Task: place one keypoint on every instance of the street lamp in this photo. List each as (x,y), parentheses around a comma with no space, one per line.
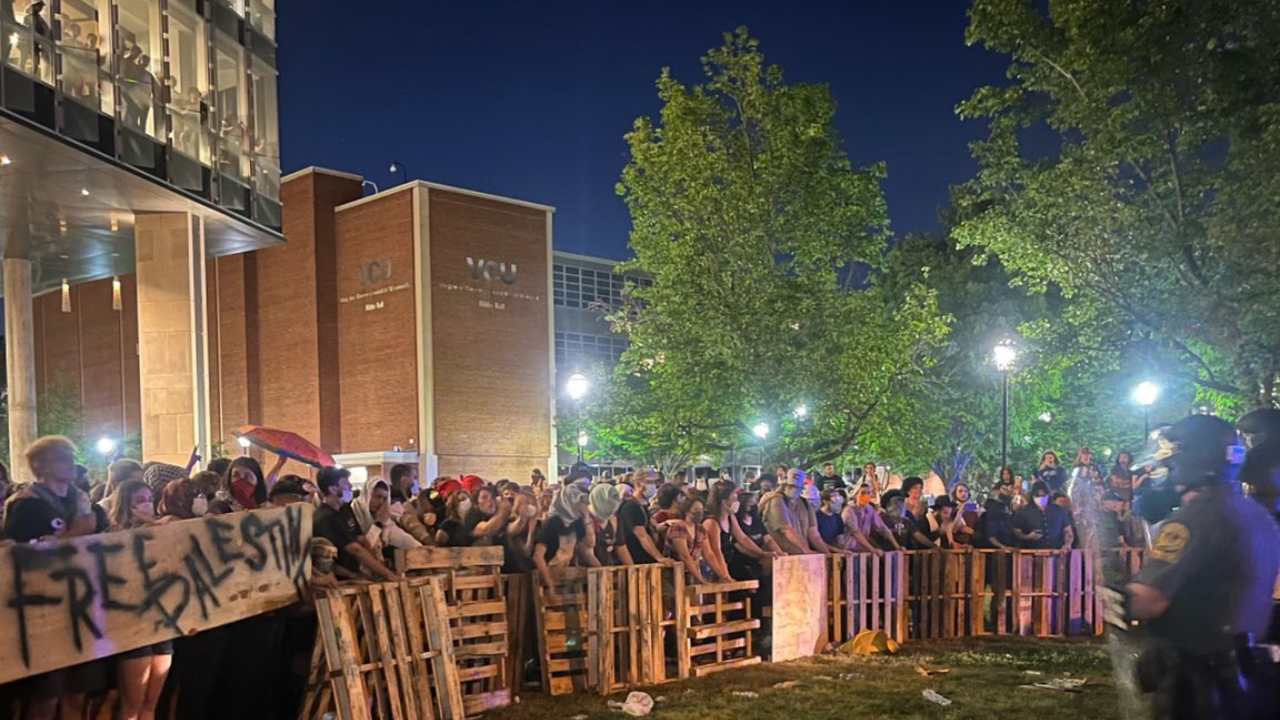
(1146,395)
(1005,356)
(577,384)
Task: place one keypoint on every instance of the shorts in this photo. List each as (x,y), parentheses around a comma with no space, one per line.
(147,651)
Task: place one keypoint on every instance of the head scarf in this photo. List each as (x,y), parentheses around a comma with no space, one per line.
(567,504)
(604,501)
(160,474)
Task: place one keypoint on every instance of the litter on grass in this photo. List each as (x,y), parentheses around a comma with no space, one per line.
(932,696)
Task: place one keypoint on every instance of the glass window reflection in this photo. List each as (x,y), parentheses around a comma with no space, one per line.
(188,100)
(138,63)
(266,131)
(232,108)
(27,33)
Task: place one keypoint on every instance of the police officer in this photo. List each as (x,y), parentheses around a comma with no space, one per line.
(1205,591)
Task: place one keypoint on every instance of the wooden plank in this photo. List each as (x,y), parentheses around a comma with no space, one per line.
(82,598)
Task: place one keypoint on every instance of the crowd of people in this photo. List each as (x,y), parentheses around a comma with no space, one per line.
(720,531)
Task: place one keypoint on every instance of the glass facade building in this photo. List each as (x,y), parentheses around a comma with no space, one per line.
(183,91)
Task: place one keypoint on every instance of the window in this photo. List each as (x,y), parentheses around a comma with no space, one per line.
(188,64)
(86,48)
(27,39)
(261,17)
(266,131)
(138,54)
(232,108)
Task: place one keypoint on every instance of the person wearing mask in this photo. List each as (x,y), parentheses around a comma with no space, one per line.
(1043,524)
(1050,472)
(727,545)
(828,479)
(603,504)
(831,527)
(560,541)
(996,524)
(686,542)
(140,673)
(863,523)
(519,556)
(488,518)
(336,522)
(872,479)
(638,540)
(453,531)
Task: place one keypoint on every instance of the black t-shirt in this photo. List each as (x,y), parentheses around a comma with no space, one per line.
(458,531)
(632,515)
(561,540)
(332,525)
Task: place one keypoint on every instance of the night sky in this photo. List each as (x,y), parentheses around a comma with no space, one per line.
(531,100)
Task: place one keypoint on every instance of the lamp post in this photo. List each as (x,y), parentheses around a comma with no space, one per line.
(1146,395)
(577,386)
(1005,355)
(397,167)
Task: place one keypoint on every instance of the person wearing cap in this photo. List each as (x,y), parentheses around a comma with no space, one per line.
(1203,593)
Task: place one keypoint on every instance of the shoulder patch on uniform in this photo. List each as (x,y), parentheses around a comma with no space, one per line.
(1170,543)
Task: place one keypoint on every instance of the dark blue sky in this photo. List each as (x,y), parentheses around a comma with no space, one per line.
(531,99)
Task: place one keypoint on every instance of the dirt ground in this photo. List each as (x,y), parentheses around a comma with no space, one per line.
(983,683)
:::
Reproduce every row above verbatim and in the same order, omitting the picture.

COMPLETE ANSWER –
Task: place one keypoint on every instance of the street lamp in this photo. List each as (x,y), parentheses around a comma with no space, one per line.
(1146,395)
(1005,356)
(577,384)
Task: place one keypoint on every instance of the shorts in this photo. List each as (x,y), parentheses around a comma with no space, one per line.
(147,651)
Task: place one keypoint on every instance of the head scarf in this photo. List each as (x,y), parentheses around a comma with no space, one per line.
(567,504)
(604,501)
(160,474)
Task: place one keypoint on every instance of the litter on grass in this photo. List each as (x,y), parentheses around a comma with no space, one per line.
(932,696)
Task: place one keypoint on every instance of the glass window reflection in this photo. List each as (x,y), parentheses around a comma with no space, one per line.
(188,100)
(138,63)
(266,131)
(232,108)
(27,33)
Task: place one keypoint on every instance of the police officer in this photo. List each as (x,y), parentheses around a comma with no space, one per line.
(1205,591)
Task: place one keypoint on every instance of the wooden plank in this photo. List each as (x,y), parentheses around a comma with no space, one per line.
(82,598)
Task: place one keypoint on every instance of the crowd of people in this photo. List each as (x,y), parentheses around a comma with no space, one per line.
(720,531)
Task: place one keypoint on every instance of the glass facade building in this photo. List each as (x,y), parentheses around a comma with no space, one per line.
(183,91)
Task: place one keypoint on every instance of the window in this photo. List each as (x,y), parentheses around a comma with no space, one per line.
(188,64)
(86,48)
(27,39)
(261,17)
(266,131)
(138,54)
(232,108)
Task: place one keypoint on every instance of the person wearing mask in this photo. List each as (x,y), parentheses around a comma with no space, one per line.
(1043,524)
(1050,472)
(727,545)
(828,479)
(603,504)
(831,527)
(560,541)
(996,524)
(686,542)
(140,673)
(863,523)
(519,556)
(488,518)
(336,522)
(872,479)
(638,540)
(453,531)
Task: place one keypoint on every instance of the black t-shirt in this photo. List each as (x,y), parentheses around a comma with no space, one per line.
(458,531)
(632,515)
(561,540)
(332,525)
Task: place one keypoint on every instance of the night sky in this photo. List each as (x,y), parentheses around a comma with no space, one per line.
(531,100)
Task: place one keypoint on every instance of the lamp post in this photo. List each as (x,y), parentheses around a comma with no space, one per line.
(1146,395)
(577,386)
(1005,355)
(397,167)
Task: place one keypoint on every instance of the person wearing cap in this photo. List each as (x,y), parentheses around a comma with no space, one per line.
(1203,593)
Task: place one keypoint on every instance of the shoulder patch on uniform in this photo. List each as (x,y), parentheses around a comma with no space, one per line.
(1170,543)
Task: place one keypoint on every instance of the dark blue sky in this photo. List each as (x,y), parentheses around a comma with no space, one per line.
(531,99)
Task: place one keypoint on every instance of the dirt ground in this photo. List each as (x,y), parentheses around a comma with no space, one per line.
(983,683)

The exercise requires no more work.